(Text for analysis)
*****
Beyond CLAUDE.md: When Your Agent's Memory Outgrows a Markdown File

In April 2026, Andrej Karpathy posted a gist titled llm-wiki describing how he uses Claude Code as a personal knowledge agent operating over a markdown vault, with slash commands wired up to read, write, and search the vault. The gist crossed sixteen million views and five thousand stars within weeks, and rightly so: it is a clean, debuggable, file-based pattern that anyone can implement in an afternoon and that solves a real problem for the workload it targets. If you are a solo developer with a personal knowledge base, the right answer to “how should I give my agent memory” is probably to read that gist and stop reading blog posts like this one.

This post is for the next workload up. It is for the developer who built the Karpathy pattern, loved it, and then watched it strain - sometimes after a few weeks, sometimes after a few months, but reliably - the moment the vault grew past a few hundred files, or a second person started writing into it, or the agent started forgetting to read it before answering. The failure modes are not flaws in the pattern. They are properties of the pattern that make it the right answer at one scale and the wrong answer at the next, and they are worth being explicit about so you know which side of the line you are on. The smallest possible upgrade keeps the same /save and /recall verbs and lifts them onto a managed HTTP layer - in our case Ragionex's POST /v1/memory/write and POST /v1/memory/search - so the verbs survive and the librarianship goes away.
*****
(Your objective)
Reproduce the article on agent memory from "Beyond CLAUDE.md: When" up to and including "like this one.", with "gist" updated to "write-up". The listing plays no part in this exercise.

(Entries supplied)
*****
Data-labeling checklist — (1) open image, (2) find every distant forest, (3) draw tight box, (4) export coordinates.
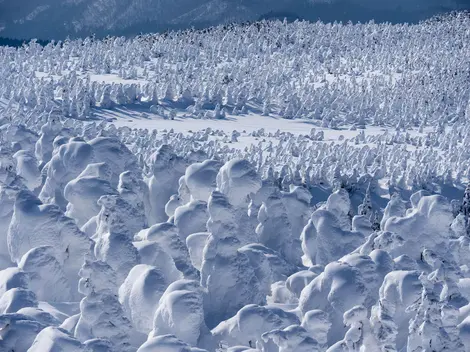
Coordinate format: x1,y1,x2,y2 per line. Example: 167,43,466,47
0,37,48,47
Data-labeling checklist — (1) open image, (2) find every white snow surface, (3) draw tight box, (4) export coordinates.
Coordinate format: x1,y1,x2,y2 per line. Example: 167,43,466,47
0,15,470,352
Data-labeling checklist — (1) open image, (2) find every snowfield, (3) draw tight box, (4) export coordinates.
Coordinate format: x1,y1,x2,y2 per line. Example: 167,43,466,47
0,15,470,352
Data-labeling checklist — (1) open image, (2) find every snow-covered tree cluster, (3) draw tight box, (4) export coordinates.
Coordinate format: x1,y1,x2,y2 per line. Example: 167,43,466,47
0,17,470,352
0,15,470,129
*****
(Exercise solution)
Beyond CLAUDE.md: When Your Agent's Memory Outgrows a Markdown File

In April 2026, Andrej Karpathy posted a write-up titled llm-wiki describing how he uses Claude Code as a personal knowledge agent operating over a markdown vault, with slash commands wired up to read, write, and search the vault. The write-up crossed sixteen million views and five thousand stars within weeks, and rightly so: it is a clean, debuggable, file-based pattern that anyone can implement in an afternoon and that solves a real problem for the workload it targets. If you are a solo developer with a personal knowledge base, the right answer to “how should I give my agent memory” is probably to read that write-up and stop reading blog posts like this one.